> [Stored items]
=== Section Start ===
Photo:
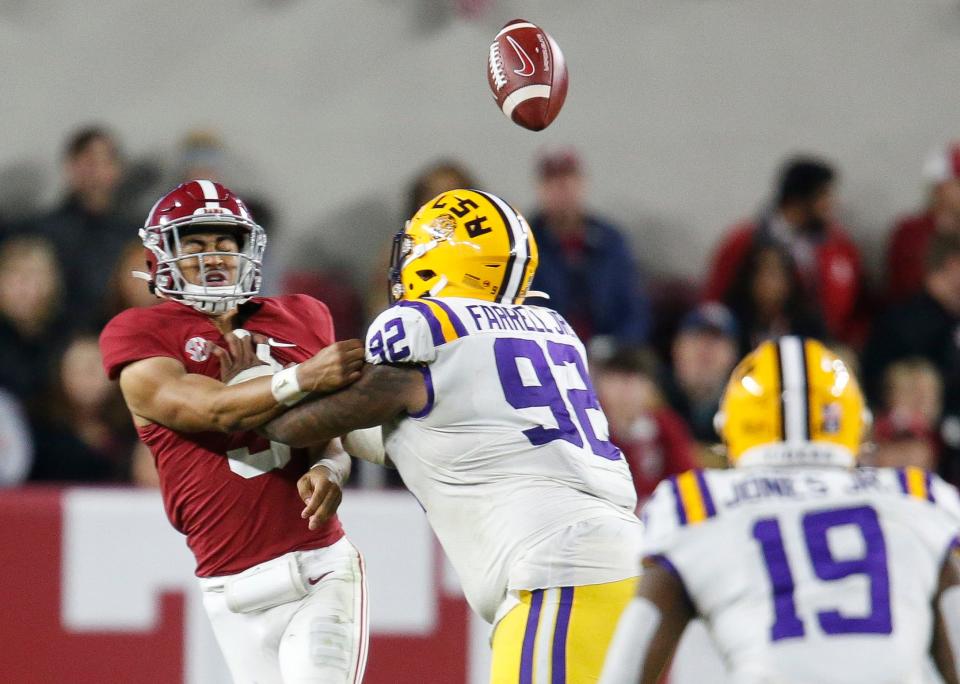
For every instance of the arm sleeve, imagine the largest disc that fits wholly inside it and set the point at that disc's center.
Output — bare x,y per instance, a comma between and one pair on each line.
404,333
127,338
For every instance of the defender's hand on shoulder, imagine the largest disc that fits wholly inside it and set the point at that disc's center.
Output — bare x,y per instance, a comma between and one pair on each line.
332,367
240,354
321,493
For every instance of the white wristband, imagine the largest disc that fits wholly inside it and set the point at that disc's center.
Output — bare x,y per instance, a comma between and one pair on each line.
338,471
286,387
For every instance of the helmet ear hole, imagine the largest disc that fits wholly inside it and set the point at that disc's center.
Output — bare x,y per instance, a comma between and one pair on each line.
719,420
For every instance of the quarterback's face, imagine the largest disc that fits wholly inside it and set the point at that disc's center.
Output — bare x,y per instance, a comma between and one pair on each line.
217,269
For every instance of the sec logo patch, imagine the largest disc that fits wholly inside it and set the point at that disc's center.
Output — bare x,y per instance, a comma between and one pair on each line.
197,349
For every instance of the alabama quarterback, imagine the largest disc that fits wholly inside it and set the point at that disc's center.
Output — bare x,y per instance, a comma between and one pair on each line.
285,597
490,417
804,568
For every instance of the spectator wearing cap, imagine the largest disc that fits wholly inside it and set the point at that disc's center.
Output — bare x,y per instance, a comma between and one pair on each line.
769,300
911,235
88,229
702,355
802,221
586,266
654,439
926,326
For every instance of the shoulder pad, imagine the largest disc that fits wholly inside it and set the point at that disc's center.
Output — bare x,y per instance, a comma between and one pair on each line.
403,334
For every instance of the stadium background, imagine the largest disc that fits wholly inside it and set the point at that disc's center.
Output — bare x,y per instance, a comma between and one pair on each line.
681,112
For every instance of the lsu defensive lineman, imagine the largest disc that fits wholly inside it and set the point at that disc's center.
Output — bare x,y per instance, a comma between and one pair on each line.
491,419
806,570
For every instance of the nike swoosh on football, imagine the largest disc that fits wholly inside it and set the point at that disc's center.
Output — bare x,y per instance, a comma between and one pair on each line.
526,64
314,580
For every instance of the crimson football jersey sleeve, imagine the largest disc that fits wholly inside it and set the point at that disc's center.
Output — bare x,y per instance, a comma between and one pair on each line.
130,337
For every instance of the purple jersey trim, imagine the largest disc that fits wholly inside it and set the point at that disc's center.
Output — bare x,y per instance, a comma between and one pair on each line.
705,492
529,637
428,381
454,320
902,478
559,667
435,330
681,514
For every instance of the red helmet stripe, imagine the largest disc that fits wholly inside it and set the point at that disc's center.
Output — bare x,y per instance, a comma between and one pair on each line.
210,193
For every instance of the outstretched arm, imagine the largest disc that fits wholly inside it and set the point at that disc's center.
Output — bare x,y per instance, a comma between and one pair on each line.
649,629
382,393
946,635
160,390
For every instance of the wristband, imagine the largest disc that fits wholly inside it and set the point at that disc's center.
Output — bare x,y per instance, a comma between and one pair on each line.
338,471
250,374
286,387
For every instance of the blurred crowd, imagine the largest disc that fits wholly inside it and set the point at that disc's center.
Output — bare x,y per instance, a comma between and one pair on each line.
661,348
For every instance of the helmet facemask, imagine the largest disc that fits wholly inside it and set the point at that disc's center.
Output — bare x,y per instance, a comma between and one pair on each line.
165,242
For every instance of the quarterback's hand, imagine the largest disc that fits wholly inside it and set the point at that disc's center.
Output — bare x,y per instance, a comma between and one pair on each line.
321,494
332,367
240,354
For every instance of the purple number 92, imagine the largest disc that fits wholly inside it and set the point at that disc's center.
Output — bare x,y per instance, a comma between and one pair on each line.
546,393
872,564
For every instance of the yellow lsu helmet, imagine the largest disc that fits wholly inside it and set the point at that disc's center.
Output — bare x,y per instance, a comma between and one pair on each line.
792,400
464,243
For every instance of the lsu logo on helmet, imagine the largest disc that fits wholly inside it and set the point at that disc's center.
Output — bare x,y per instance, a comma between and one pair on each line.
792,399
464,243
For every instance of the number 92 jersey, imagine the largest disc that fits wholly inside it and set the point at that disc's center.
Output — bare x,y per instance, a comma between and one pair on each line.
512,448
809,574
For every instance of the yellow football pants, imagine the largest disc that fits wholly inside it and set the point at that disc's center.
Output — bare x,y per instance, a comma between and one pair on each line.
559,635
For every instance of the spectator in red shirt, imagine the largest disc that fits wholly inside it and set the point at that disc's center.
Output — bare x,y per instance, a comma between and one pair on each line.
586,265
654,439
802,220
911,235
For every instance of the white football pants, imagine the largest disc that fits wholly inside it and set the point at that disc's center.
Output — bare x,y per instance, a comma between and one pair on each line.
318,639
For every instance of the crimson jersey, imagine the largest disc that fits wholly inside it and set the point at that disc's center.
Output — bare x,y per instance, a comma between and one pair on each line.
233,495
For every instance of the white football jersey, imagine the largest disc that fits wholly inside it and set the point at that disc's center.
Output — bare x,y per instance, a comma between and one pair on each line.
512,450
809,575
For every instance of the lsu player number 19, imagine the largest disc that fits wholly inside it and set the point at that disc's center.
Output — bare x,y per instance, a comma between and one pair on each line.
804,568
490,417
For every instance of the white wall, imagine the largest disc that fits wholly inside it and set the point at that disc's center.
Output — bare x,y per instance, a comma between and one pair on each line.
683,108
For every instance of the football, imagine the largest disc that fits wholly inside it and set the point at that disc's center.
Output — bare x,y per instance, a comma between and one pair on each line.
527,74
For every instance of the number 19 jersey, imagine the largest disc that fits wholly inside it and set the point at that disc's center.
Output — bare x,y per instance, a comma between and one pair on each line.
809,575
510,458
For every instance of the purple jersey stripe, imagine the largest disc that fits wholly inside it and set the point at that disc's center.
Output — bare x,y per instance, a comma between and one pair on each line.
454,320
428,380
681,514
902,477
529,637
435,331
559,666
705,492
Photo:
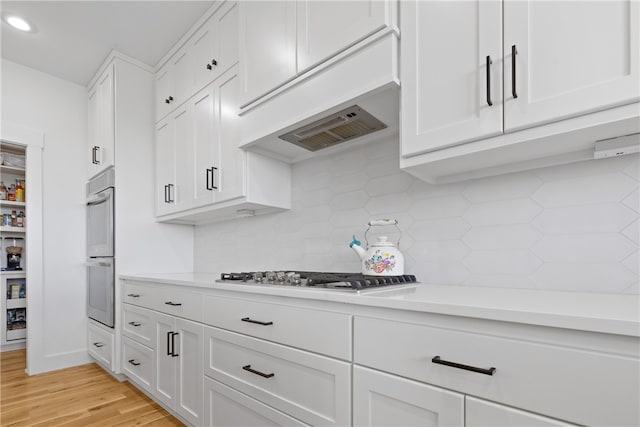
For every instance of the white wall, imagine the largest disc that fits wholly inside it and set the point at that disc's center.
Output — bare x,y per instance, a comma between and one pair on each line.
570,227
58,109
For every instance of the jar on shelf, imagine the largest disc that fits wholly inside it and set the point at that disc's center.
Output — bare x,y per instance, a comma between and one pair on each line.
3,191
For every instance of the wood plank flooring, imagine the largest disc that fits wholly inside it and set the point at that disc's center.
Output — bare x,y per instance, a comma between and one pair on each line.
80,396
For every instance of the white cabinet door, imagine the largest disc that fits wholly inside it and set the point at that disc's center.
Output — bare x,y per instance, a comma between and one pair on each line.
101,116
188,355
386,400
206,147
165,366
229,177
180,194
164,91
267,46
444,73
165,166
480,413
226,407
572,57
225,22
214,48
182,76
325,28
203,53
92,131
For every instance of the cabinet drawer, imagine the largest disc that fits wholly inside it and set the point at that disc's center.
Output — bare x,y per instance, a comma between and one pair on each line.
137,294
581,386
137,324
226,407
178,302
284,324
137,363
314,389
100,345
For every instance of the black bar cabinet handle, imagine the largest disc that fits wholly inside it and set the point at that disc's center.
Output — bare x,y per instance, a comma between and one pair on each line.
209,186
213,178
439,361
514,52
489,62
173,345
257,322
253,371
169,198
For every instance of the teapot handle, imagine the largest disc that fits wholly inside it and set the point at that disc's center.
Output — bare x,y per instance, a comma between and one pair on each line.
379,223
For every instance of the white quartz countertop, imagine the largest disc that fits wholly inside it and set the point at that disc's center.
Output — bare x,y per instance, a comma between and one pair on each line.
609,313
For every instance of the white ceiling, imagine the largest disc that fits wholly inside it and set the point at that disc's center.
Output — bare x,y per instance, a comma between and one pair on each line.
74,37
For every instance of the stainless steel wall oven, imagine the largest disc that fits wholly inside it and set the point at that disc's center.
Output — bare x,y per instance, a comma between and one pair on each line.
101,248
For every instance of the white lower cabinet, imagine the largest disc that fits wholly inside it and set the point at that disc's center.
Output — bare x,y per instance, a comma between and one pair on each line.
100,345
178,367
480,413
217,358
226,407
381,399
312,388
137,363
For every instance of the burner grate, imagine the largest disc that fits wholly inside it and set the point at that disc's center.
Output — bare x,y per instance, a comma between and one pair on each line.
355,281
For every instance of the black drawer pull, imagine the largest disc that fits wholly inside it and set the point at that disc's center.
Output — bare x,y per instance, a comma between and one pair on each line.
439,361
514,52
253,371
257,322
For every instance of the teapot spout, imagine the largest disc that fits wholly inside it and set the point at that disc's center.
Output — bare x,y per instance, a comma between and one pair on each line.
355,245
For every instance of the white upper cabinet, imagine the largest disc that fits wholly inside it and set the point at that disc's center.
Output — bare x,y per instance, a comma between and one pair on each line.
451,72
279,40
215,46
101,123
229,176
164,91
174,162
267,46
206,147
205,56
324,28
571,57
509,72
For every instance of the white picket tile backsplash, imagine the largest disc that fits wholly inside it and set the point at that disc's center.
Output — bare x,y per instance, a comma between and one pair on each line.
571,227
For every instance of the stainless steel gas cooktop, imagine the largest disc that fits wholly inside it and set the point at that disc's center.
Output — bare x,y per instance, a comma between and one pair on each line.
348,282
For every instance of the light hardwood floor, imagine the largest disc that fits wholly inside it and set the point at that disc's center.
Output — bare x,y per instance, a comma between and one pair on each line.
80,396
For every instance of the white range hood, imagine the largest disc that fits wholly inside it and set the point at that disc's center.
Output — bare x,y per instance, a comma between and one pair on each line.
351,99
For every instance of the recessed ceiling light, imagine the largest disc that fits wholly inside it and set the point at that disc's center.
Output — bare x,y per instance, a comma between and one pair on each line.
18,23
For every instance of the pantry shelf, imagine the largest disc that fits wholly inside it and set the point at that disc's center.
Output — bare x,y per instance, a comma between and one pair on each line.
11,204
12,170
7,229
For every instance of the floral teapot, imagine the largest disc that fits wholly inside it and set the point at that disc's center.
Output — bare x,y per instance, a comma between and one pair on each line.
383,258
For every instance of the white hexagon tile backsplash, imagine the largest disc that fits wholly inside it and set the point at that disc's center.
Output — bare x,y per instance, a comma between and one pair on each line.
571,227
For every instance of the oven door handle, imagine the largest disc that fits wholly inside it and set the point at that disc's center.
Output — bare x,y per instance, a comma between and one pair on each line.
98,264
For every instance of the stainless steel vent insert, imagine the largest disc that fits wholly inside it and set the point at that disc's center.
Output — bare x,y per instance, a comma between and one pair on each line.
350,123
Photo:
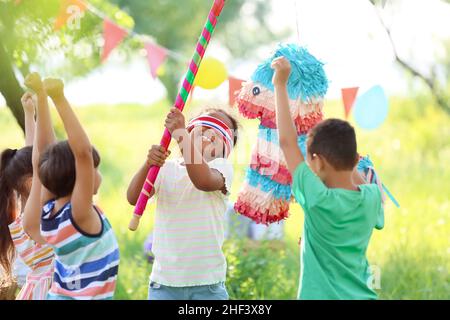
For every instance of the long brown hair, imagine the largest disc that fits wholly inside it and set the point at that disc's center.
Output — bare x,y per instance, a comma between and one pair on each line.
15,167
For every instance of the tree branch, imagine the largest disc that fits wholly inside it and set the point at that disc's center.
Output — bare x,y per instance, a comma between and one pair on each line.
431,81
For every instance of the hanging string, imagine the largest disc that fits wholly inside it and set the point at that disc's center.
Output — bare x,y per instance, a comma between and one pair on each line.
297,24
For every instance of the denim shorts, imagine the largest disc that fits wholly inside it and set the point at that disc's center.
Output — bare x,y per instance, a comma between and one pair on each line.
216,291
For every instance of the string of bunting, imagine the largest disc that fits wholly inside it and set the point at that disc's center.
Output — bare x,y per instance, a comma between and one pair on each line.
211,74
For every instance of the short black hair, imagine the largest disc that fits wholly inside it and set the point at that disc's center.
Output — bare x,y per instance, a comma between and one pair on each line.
=== Section End ===
> [What you have to do]
The word "spectator" may appear in several lines of the data; copy every line where it does.

> [Your solution]
For every instance of the spectator wearing cap, imagine the largest disc that fits wholly inside it and set the point at that disc's center.
For every instance of the spectator in red shirt, imagine the largest disc that fits wholly inside it and set the point at that disc's center.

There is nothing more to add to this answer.